Source data
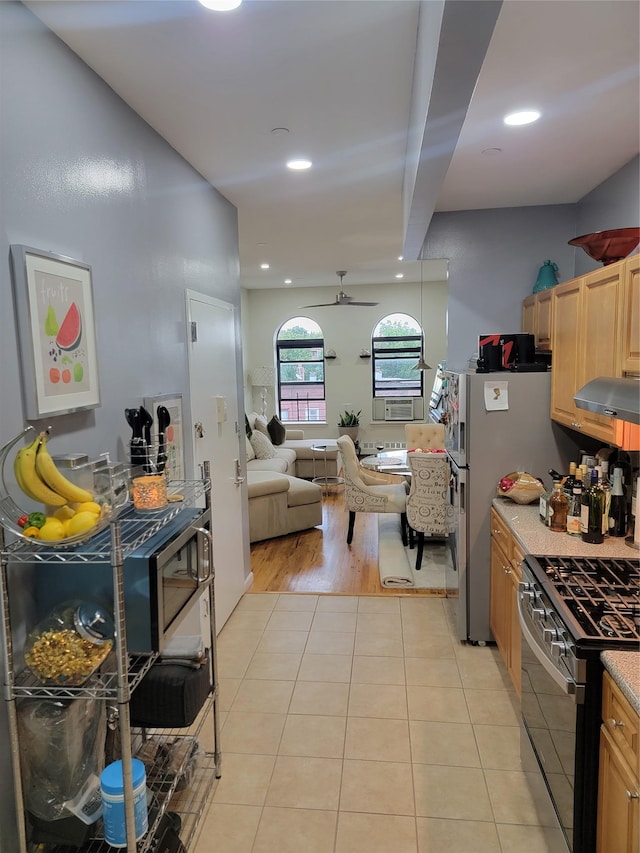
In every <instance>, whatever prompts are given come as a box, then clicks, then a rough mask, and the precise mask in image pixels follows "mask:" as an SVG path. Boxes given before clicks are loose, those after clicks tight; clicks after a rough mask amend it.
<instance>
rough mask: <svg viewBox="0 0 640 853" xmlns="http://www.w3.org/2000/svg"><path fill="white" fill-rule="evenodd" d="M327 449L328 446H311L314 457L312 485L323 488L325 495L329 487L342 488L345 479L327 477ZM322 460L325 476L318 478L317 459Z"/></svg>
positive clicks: (313, 460)
mask: <svg viewBox="0 0 640 853" xmlns="http://www.w3.org/2000/svg"><path fill="white" fill-rule="evenodd" d="M327 448H328V445H326V444H313V445H312V446H311V454H312V457H313V479H312V480H311V482H312V483H317V484H318V485H319V486H322V492H323V494H325V495H326V494H327V489H328V487H329V486H340V485H342V484H343V483H344V479H343V478H342V477H328V476H327ZM318 458H319V459H320V460H321V461H323V462H324V476H322V477H316V459H318Z"/></svg>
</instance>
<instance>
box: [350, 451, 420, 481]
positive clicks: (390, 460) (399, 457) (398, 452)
mask: <svg viewBox="0 0 640 853" xmlns="http://www.w3.org/2000/svg"><path fill="white" fill-rule="evenodd" d="M360 464H361V465H362V466H363V467H364V468H370V469H371V470H372V471H380V472H381V473H384V474H400V475H401V476H403V477H406V476H411V471H410V469H409V465H408V463H407V451H406V450H384V451H382V453H377V454H376V455H375V456H365V457H364V459H361V460H360Z"/></svg>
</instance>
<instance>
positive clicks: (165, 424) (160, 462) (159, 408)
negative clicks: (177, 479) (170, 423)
mask: <svg viewBox="0 0 640 853" xmlns="http://www.w3.org/2000/svg"><path fill="white" fill-rule="evenodd" d="M156 414H157V416H158V459H157V469H158V474H162V473H163V471H164V469H165V466H166V464H167V428H168V426H169V424H170V423H171V415H170V414H169V410H168V409H167V407H166V406H158V409H157V412H156Z"/></svg>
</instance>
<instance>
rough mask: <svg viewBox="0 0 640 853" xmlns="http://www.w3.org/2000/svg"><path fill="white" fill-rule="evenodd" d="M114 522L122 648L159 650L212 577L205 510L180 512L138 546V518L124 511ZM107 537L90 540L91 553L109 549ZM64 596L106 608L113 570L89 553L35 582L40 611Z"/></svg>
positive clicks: (48, 606) (134, 649)
mask: <svg viewBox="0 0 640 853" xmlns="http://www.w3.org/2000/svg"><path fill="white" fill-rule="evenodd" d="M120 521H121V524H120V529H121V531H122V540H123V541H122V545H123V547H124V548H125V552H126V557H125V560H124V565H123V584H124V604H125V618H126V629H127V647H128V648H129V649H130V650H131V651H132V652H139V653H148V652H161V651H162V650H163V648H164V646H165V644H166V642H167V641H168V639H169V638H170V637H171V636H172V634H174V633H175V632H176V630H177V629H178V627H179V625H180V623H181V622H182V620H183V619H184V618H185V617H186V616H187V615H188V614H189V611H190V610H191V607H192V605H193V604H195V602H196V600H197V599H199V598H200V593H201V591H202V590H203V589H204V587H205V586H206V585H207V584H208V583H210V582H211V581H212V579H213V559H212V551H213V549H212V542H211V533H210V527H211V511H210V509H205V510H203V509H192V508H189V509H184V510H182V511H181V512H179V513H178V514H177V515H176V516H175V518H172V519H171V521H169V522H167V523H166V524H165V525H164V526H163V527H162V529H161V530H160V531H159V532H158V533H156V534H155V535H154V536H152V537H150V538H149V539H148V540H147V541H146V542H145V543H144V545H142V546H141V547H138V548H136V547H135V539H136V537H137V535H139V529H140V528H139V524H140V523H141V522H140V516H139V515H136V513H135V512H134V511H132V510H128V511H125V512H124V513H123V514H122V515H121V518H120ZM142 523H145V522H144V521H143V522H142ZM146 523H148V522H146ZM109 536H110V531H109V530H106V531H104V532H103V533H101V534H98V536H96V537H95V538H94V539H92V540H90V547H91V550H92V552H94V554H95V552H102V551H104V552H105V553H107V554H108V553H109V546H110V539H109ZM83 547H86V546H83ZM128 548H129V549H130V550H127V549H128ZM67 598H86V599H87V600H90V601H95V602H96V603H99V604H102V605H103V606H105V607H108V608H112V607H113V574H112V569H111V566H110V564H109V563H108V561H107V560H106V559H105V561H104V563H101V562H100V561H96V560H95V556H94V560H93V561H92V563H91V565H88V564H87V561H86V560H81V559H80V558H79V560H78V562H75V561H71V560H70V561H67V562H65V563H64V564H63V565H60V566H59V567H58V568H56V569H53V568H52V569H51V570H49V569H48V570H47V572H46V573H43V575H42V578H41V579H39V580H38V588H37V603H38V610H39V611H40V612H41V613H44V612H46V611H47V610H48V609H50V608H51V607H52V606H55V605H56V604H58V603H59V602H60V601H64V600H65V599H67Z"/></svg>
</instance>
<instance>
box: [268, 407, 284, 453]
mask: <svg viewBox="0 0 640 853" xmlns="http://www.w3.org/2000/svg"><path fill="white" fill-rule="evenodd" d="M267 429H268V430H269V437H270V438H271V442H272V443H273V444H275V446H276V447H277V446H278V445H279V444H282V442H283V441H284V438H285V436H286V434H287V428H286V427H285V425H284V424H283V423H282V421H281V420H280V418H279V417H278V416H277V415H274V416H273V417H272V418H271V420H270V421H269V423H268V424H267Z"/></svg>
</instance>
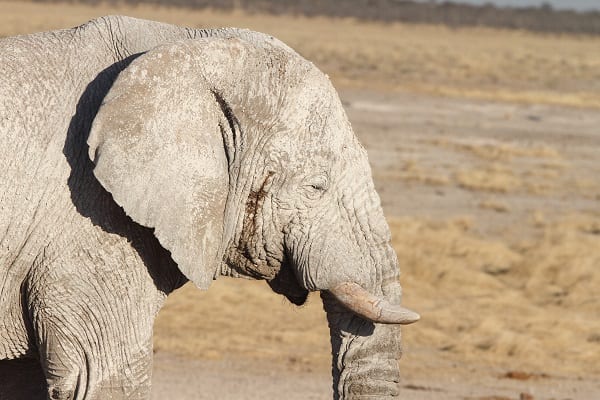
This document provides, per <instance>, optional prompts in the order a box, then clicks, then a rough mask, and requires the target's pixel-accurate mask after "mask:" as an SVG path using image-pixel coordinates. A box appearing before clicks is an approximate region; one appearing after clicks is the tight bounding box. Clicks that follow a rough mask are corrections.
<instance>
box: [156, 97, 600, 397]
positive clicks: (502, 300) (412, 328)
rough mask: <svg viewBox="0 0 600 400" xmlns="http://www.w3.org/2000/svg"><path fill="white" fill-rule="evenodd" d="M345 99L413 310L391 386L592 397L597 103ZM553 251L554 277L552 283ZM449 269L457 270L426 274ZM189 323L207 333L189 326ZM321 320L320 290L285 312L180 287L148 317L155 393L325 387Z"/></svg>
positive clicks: (460, 392)
mask: <svg viewBox="0 0 600 400" xmlns="http://www.w3.org/2000/svg"><path fill="white" fill-rule="evenodd" d="M341 97H342V100H343V102H344V104H345V105H346V108H347V111H348V114H349V117H350V119H351V121H352V123H353V126H354V128H355V131H356V133H357V135H358V136H359V137H360V139H361V141H362V143H363V144H364V145H365V147H366V148H367V150H368V152H369V157H370V160H371V164H372V166H373V174H374V177H375V181H376V185H377V186H378V190H379V193H380V195H381V199H382V204H383V207H384V210H385V212H386V215H387V216H388V218H389V220H390V221H391V226H392V231H393V235H394V244H395V247H396V250H397V251H398V254H399V258H400V262H401V265H402V268H403V276H402V282H403V286H404V290H405V304H406V305H408V306H410V307H413V308H415V309H417V310H419V311H420V312H421V313H422V315H423V320H422V321H421V322H420V323H419V324H416V325H413V326H409V327H406V328H405V329H404V338H405V339H404V342H405V354H404V357H403V359H402V361H401V367H402V374H403V380H402V388H403V398H407V399H441V398H443V399H482V400H483V399H529V398H535V399H595V398H598V397H599V396H600V374H599V372H600V369H599V367H598V366H599V365H600V363H599V362H600V343H599V340H598V334H597V333H598V332H600V330H599V328H600V325H599V321H598V316H599V299H598V295H597V294H596V293H597V292H596V288H597V287H598V286H597V282H598V281H597V279H598V277H597V270H598V268H599V267H600V258H599V256H598V250H599V249H600V240H599V239H600V238H599V237H598V236H599V235H598V234H599V232H600V229H598V228H600V225H599V224H598V223H599V217H600V213H599V211H600V210H599V209H598V200H599V199H600V187H599V186H598V185H597V183H596V182H597V180H596V179H595V177H597V176H598V173H600V171H599V169H600V163H598V162H597V160H596V158H595V154H597V152H598V149H599V148H600V131H598V129H597V127H598V126H600V115H599V113H598V112H597V111H595V110H593V109H582V108H561V107H557V106H548V105H546V106H542V105H522V104H512V103H505V102H502V103H497V102H486V101H473V100H460V99H448V98H439V97H429V96H423V95H415V94H409V93H397V94H390V93H384V94H382V93H376V92H364V91H341ZM488 153H489V154H488ZM494 162H495V163H498V166H497V167H494V168H491V169H490V171H488V175H486V177H485V179H483V180H477V179H474V182H473V183H472V184H465V183H464V182H463V181H466V182H470V181H468V179H469V178H468V177H469V176H470V175H469V174H467V173H465V174H463V175H464V176H463V175H460V173H459V172H460V171H471V173H473V174H475V172H476V171H480V170H486V168H490V164H491V163H494ZM538 168H539V169H541V171H546V170H547V169H548V170H549V171H556V170H558V171H559V172H557V173H550V174H547V175H546V174H544V173H542V172H538ZM475 175H476V174H475ZM505 175H508V176H509V177H510V179H509V178H507V177H506V176H505ZM529 180H531V182H529ZM579 181H585V182H587V184H586V185H583V186H582V187H580V186H581V185H582V184H581V182H579ZM490 182H492V183H490ZM515 182H517V183H515ZM578 182H579V183H578ZM529 184H531V185H532V186H530V185H529ZM534 184H535V185H534ZM538 186H539V187H538ZM588 225H589V226H588ZM588 239H591V241H588ZM556 241H560V243H556ZM579 245H582V247H579ZM582 251H584V252H587V253H585V254H581V252H582ZM540 253H542V254H543V255H542V254H540ZM554 261H556V262H557V263H558V264H559V267H560V268H563V269H565V271H564V272H563V275H562V277H561V279H560V280H563V281H564V280H566V281H568V282H566V284H565V282H549V280H551V278H550V277H549V275H552V274H554V273H555V272H553V271H552V269H553V267H552V265H554V264H553V262H554ZM435 263H438V264H439V265H437V266H436V265H432V264H435ZM547 264H550V266H548V265H547ZM525 268H527V269H530V270H532V271H533V270H536V269H539V271H538V272H537V273H534V272H532V271H529V272H524V271H522V269H525ZM582 269H583V271H581V270H582ZM446 271H447V272H448V274H449V275H450V274H454V276H453V277H452V278H448V279H444V278H440V277H439V276H435V277H433V276H432V275H444V274H445V272H446ZM586 280H587V281H589V282H585V281H586ZM525 281H527V282H525ZM587 283H589V284H590V285H589V286H588V285H587ZM179 296H182V297H181V298H180V297H179ZM184 297H185V300H184ZM271 297H273V298H271ZM224 299H228V301H225V302H224V301H223V300H224ZM197 300H199V301H197ZM200 302H202V303H203V304H204V305H203V306H200V308H199V306H198V303H200ZM185 304H188V305H187V306H186V305H185ZM231 305H233V306H231ZM230 306H231V308H230ZM213 307H218V310H214V308H213ZM192 312H198V313H201V314H202V315H211V316H212V318H214V319H215V320H216V324H217V326H218V328H215V329H214V331H213V329H212V328H208V330H207V328H206V324H211V323H207V322H205V321H200V322H198V324H200V325H201V327H197V328H196V329H195V330H194V329H193V326H194V325H195V323H194V322H191V321H190V319H192V318H196V317H195V316H194V315H193V314H192ZM186 315H187V316H186ZM190 328H192V329H190ZM200 329H203V332H202V334H203V336H204V337H203V338H198V337H195V338H192V339H190V338H189V337H190V336H192V335H193V334H192V333H188V332H192V331H193V332H198V330H200ZM224 331H226V332H227V333H224ZM298 331H301V333H298ZM326 333H327V331H326V323H325V320H324V315H323V313H322V311H321V310H320V305H319V299H318V298H316V297H313V298H311V299H310V300H309V304H308V305H307V306H305V307H303V308H301V309H295V308H292V307H291V306H289V305H287V304H285V303H283V302H282V301H281V300H278V299H277V298H276V296H274V295H271V294H270V293H269V292H268V288H267V287H265V285H261V284H260V283H258V282H238V281H234V280H227V279H226V280H223V281H217V282H216V283H215V284H214V285H213V287H212V288H211V289H210V290H209V291H208V292H207V293H200V292H198V291H197V290H195V289H193V288H190V287H185V288H183V289H182V290H181V293H179V292H178V293H175V294H174V295H173V296H172V298H170V299H169V302H168V304H167V306H166V307H165V309H164V310H163V312H162V313H161V315H160V316H159V320H158V323H157V340H156V343H157V353H156V367H155V372H156V378H155V392H154V393H155V398H157V399H158V398H164V397H163V395H164V393H170V395H171V396H173V395H174V393H180V396H181V397H178V398H188V395H187V393H192V392H193V391H194V390H198V391H199V392H196V393H202V394H201V396H205V397H200V398H215V397H220V398H232V399H234V398H235V399H254V398H261V399H276V398H281V393H282V391H283V393H285V396H286V397H289V398H291V399H295V398H298V399H300V398H310V399H313V398H314V399H326V398H330V393H331V390H330V388H329V386H330V381H329V378H328V362H329V360H328V357H327V355H326V353H327V349H328V343H327V337H326ZM167 336H168V337H169V339H168V340H167V339H166V337H167ZM173 341H174V342H175V343H173ZM192 342H193V345H192V346H190V343H192ZM178 343H184V345H183V347H182V348H180V347H179V344H178ZM162 346H164V347H167V348H169V349H176V350H175V353H177V354H179V355H174V353H173V352H170V351H169V352H163V351H161V347H162ZM190 354H195V355H197V359H195V360H192V359H190V358H189V356H190ZM198 358H199V359H198ZM223 381H225V382H227V384H225V385H224V384H222V382H223ZM183 382H187V384H186V385H182V383H183ZM196 385H197V386H196ZM188 391H191V392H188ZM528 396H532V397H528Z"/></svg>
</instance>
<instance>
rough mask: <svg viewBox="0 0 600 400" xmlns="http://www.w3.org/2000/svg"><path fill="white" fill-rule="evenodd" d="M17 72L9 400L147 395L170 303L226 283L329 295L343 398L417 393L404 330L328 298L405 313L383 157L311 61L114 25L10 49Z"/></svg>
mask: <svg viewBox="0 0 600 400" xmlns="http://www.w3.org/2000/svg"><path fill="white" fill-rule="evenodd" d="M0 76H1V78H2V79H1V80H0V170H1V171H2V173H1V174H0V316H1V318H0V360H4V361H0V382H2V384H1V385H0V398H2V399H5V398H7V399H11V398H35V396H39V395H40V393H41V396H42V397H44V396H47V397H48V398H50V399H84V398H85V399H96V398H98V399H99V398H102V399H106V398H128V399H137V398H147V397H148V395H149V390H150V375H151V365H152V324H153V321H154V318H155V316H156V314H157V313H158V311H159V309H160V307H161V306H162V304H163V302H164V300H165V297H166V296H167V295H168V294H169V293H170V292H172V291H173V290H175V289H177V288H178V287H180V286H181V285H182V284H183V283H185V282H186V281H187V280H188V279H189V280H191V281H193V282H194V283H195V284H196V285H197V286H199V287H200V288H203V289H206V288H208V286H209V284H210V282H211V281H212V280H213V279H216V278H217V277H218V276H219V275H229V276H239V277H250V278H257V279H265V280H267V281H268V282H269V284H270V286H271V287H272V288H273V290H274V291H275V292H277V293H281V294H283V295H285V296H286V297H287V298H288V299H290V300H291V301H292V302H294V303H295V304H302V303H303V302H304V301H305V299H306V295H307V293H308V291H314V290H321V291H322V292H321V296H322V298H323V302H324V307H325V310H326V311H327V316H328V320H329V324H330V328H331V342H332V354H333V378H334V386H333V387H334V397H335V398H339V399H359V398H367V397H368V398H387V397H392V396H396V395H398V381H399V371H398V359H399V356H400V330H399V328H398V325H384V324H374V323H372V322H370V321H367V320H365V319H363V318H361V317H359V316H357V315H356V314H354V313H352V312H350V311H349V310H348V309H347V308H346V307H344V306H342V305H341V304H340V303H338V302H337V301H336V300H335V299H334V297H333V296H332V295H331V293H330V291H328V290H327V289H331V288H333V287H335V286H336V285H338V284H340V283H343V282H354V283H357V284H359V285H360V286H362V287H363V288H365V289H367V290H368V291H369V292H370V293H372V294H374V295H376V296H382V297H384V298H385V299H386V300H388V301H390V302H391V303H395V304H398V303H399V302H400V286H399V284H398V274H399V271H398V266H397V261H396V257H395V254H394V252H393V250H392V248H391V246H390V233H389V229H388V226H387V224H386V222H385V220H384V217H383V213H382V211H381V207H380V203H379V198H378V196H377V194H376V192H375V190H374V188H373V182H372V179H371V172H370V168H369V165H368V161H367V155H366V152H365V150H364V149H363V148H362V147H361V145H360V144H359V142H358V141H357V139H356V138H355V136H354V134H353V132H352V129H351V127H350V124H349V123H348V120H347V118H346V115H345V113H344V111H343V109H342V106H341V103H340V101H339V99H338V97H337V95H336V93H335V91H334V89H333V88H332V86H331V84H330V82H329V80H328V79H327V77H326V76H325V75H323V74H322V73H321V72H319V71H318V70H317V69H316V68H315V67H314V66H313V65H312V64H311V63H309V62H307V61H306V60H304V59H303V58H301V57H300V56H299V55H297V54H296V53H295V52H293V51H292V50H291V49H289V48H288V47H286V46H285V45H284V44H282V43H281V42H279V41H277V40H275V39H273V38H271V37H268V36H266V35H262V34H259V33H255V32H250V31H243V30H235V29H225V30H209V31H202V30H191V29H184V28H179V27H175V26H171V25H166V24H161V23H156V22H150V21H143V20H137V19H132V18H126V17H105V18H100V19H97V20H94V21H91V22H89V23H87V24H85V25H83V26H81V27H78V28H74V29H69V30H62V31H56V32H49V33H40V34H34V35H28V36H20V37H14V38H7V39H3V40H1V41H0ZM92 122H93V126H92ZM121 207H122V208H121ZM165 249H166V250H165ZM198 318H202V316H201V315H199V316H198ZM207 323H210V321H207ZM22 381H25V384H24V385H23V384H21V383H19V382H22ZM111 396H112V397H111Z"/></svg>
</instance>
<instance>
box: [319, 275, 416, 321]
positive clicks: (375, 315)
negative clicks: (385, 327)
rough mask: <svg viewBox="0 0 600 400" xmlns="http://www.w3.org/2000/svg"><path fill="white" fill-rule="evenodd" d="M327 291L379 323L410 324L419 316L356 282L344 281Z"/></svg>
mask: <svg viewBox="0 0 600 400" xmlns="http://www.w3.org/2000/svg"><path fill="white" fill-rule="evenodd" d="M329 292H330V293H331V294H332V295H333V296H334V297H335V298H336V299H337V300H338V301H339V302H340V303H342V304H343V305H344V306H346V307H347V308H348V309H350V310H351V311H353V312H354V313H355V314H357V315H359V316H361V317H363V318H365V319H368V320H370V321H373V322H377V323H380V324H403V325H406V324H412V323H413V322H417V321H418V320H419V319H420V318H421V316H420V315H419V314H417V313H416V312H414V311H411V310H409V309H407V308H404V307H402V306H400V305H395V304H390V303H389V302H388V301H386V300H384V299H382V298H379V297H377V296H374V295H372V294H371V293H369V292H368V291H366V290H365V289H363V288H362V287H360V286H359V285H357V284H356V283H352V282H344V283H342V284H340V285H338V286H336V287H335V288H333V289H329Z"/></svg>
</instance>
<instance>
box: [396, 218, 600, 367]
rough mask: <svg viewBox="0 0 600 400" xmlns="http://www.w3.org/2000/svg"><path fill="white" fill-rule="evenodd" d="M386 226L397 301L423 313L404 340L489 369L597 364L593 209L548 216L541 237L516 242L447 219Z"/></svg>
mask: <svg viewBox="0 0 600 400" xmlns="http://www.w3.org/2000/svg"><path fill="white" fill-rule="evenodd" d="M391 226H392V230H393V232H394V245H395V248H396V251H397V252H398V257H399V259H400V260H401V263H402V267H403V272H404V273H405V274H404V275H403V277H404V278H403V286H404V287H405V289H406V291H405V292H406V293H407V294H408V296H409V297H407V298H406V299H405V300H406V301H407V302H408V303H410V304H419V305H420V311H421V312H422V315H423V320H422V322H421V326H420V327H418V329H406V330H405V331H404V332H405V333H404V335H405V337H406V341H407V343H411V345H412V346H414V347H420V346H423V347H427V348H429V347H435V348H437V349H438V351H439V352H440V353H443V354H446V357H448V358H451V359H456V360H470V361H472V362H477V361H481V360H484V361H487V362H489V363H490V364H491V365H494V366H496V367H498V366H504V367H506V368H510V366H511V365H520V366H523V367H526V368H528V369H531V370H535V371H543V372H546V373H549V374H560V373H573V372H576V373H581V372H582V371H586V372H587V373H590V374H594V373H599V372H600V367H599V366H600V353H599V352H598V348H597V346H598V342H597V341H595V340H594V338H596V337H597V333H598V332H600V321H599V320H598V318H596V316H597V315H600V298H599V297H598V296H597V295H596V293H597V288H598V287H600V276H599V275H598V274H596V273H595V272H596V270H597V268H598V266H599V265H600V234H599V232H600V218H599V217H598V216H590V215H575V216H571V217H567V218H564V219H561V220H559V221H553V222H548V223H546V227H545V230H544V235H543V236H542V237H540V238H538V239H536V240H534V241H533V242H532V243H530V244H529V245H528V246H526V247H522V248H518V249H514V248H510V247H508V246H506V245H505V244H503V243H502V242H500V241H495V240H486V239H483V238H478V237H477V235H475V234H473V233H471V232H469V231H468V230H467V231H465V230H464V228H463V227H462V226H456V224H454V223H452V222H448V223H446V224H440V223H439V222H436V221H426V220H420V219H415V218H406V219H398V220H395V221H393V222H392V225H391ZM565 354H569V356H568V357H566V356H565ZM408 357H412V355H411V354H410V352H409V355H408ZM414 362H418V361H417V360H414Z"/></svg>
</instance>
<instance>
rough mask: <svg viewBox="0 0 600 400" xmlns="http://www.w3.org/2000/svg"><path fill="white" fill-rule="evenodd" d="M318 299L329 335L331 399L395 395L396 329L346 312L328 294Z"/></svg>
mask: <svg viewBox="0 0 600 400" xmlns="http://www.w3.org/2000/svg"><path fill="white" fill-rule="evenodd" d="M321 297H322V299H323V304H324V308H325V311H326V312H327V320H328V323H329V330H330V334H331V347H332V356H333V358H332V375H333V394H334V395H333V398H334V399H335V400H341V399H343V400H350V399H352V400H358V399H367V398H369V399H373V398H377V399H385V398H391V397H396V396H398V395H399V381H400V370H399V364H398V360H399V358H400V355H401V347H400V328H399V326H398V325H389V324H379V323H373V322H371V321H368V320H365V319H364V318H362V317H359V316H358V315H356V314H355V313H353V312H351V311H348V310H347V309H345V307H344V306H342V305H341V304H340V303H339V302H338V301H337V300H336V299H335V298H334V296H333V295H332V294H331V293H329V292H322V293H321Z"/></svg>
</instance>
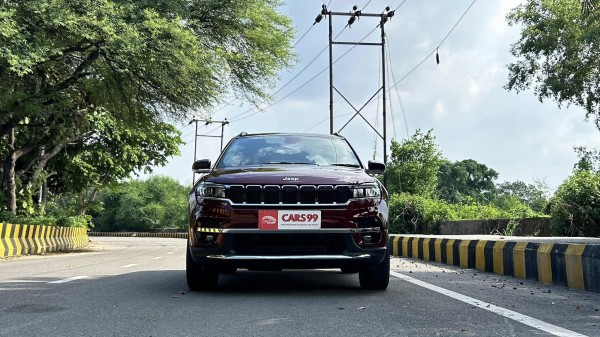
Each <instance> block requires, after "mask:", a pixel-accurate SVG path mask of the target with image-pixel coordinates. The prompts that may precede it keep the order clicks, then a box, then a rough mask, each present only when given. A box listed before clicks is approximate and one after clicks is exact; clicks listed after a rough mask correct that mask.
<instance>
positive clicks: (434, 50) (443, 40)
mask: <svg viewBox="0 0 600 337" xmlns="http://www.w3.org/2000/svg"><path fill="white" fill-rule="evenodd" d="M476 1H477V0H473V2H471V4H470V5H469V7H467V9H466V10H465V12H464V13H463V14H462V15H461V16H460V18H459V19H458V21H456V23H455V24H454V26H453V27H452V29H450V31H449V32H448V33H447V34H446V36H444V38H443V39H442V42H440V43H439V44H438V45H437V47H435V48H434V49H433V50H432V51H431V52H430V53H429V54H427V56H425V57H424V58H423V59H422V60H421V62H419V63H418V64H417V65H416V66H414V67H413V68H412V69H411V70H410V71H409V72H408V73H406V75H404V76H403V77H402V78H401V79H400V80H398V82H395V83H394V84H393V85H392V86H391V87H390V88H389V89H388V90H392V88H394V87H396V86H397V85H398V84H399V83H400V82H402V81H404V80H405V79H406V78H407V77H408V76H410V75H411V74H412V73H413V72H414V71H415V70H417V69H418V68H419V67H420V66H421V65H422V64H423V63H425V61H426V60H427V59H428V58H429V57H430V56H431V55H433V53H435V52H436V51H437V50H438V49H439V48H440V47H441V46H442V44H443V43H444V41H446V39H447V38H448V36H450V34H451V33H452V32H453V31H454V28H456V26H458V24H459V23H460V21H461V20H462V19H463V17H465V15H466V14H467V12H469V10H470V9H471V7H473V4H475V2H476ZM403 3H404V2H403Z"/></svg>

Problem
When the line with "positive clicks: (375, 315)" is reached in the data above, begin copying, and stop after the line with "negative clicks: (385, 327)"; copy each line exactly, both ends included.

Written solution
positive clicks: (375, 315)
negative clicks: (385, 327)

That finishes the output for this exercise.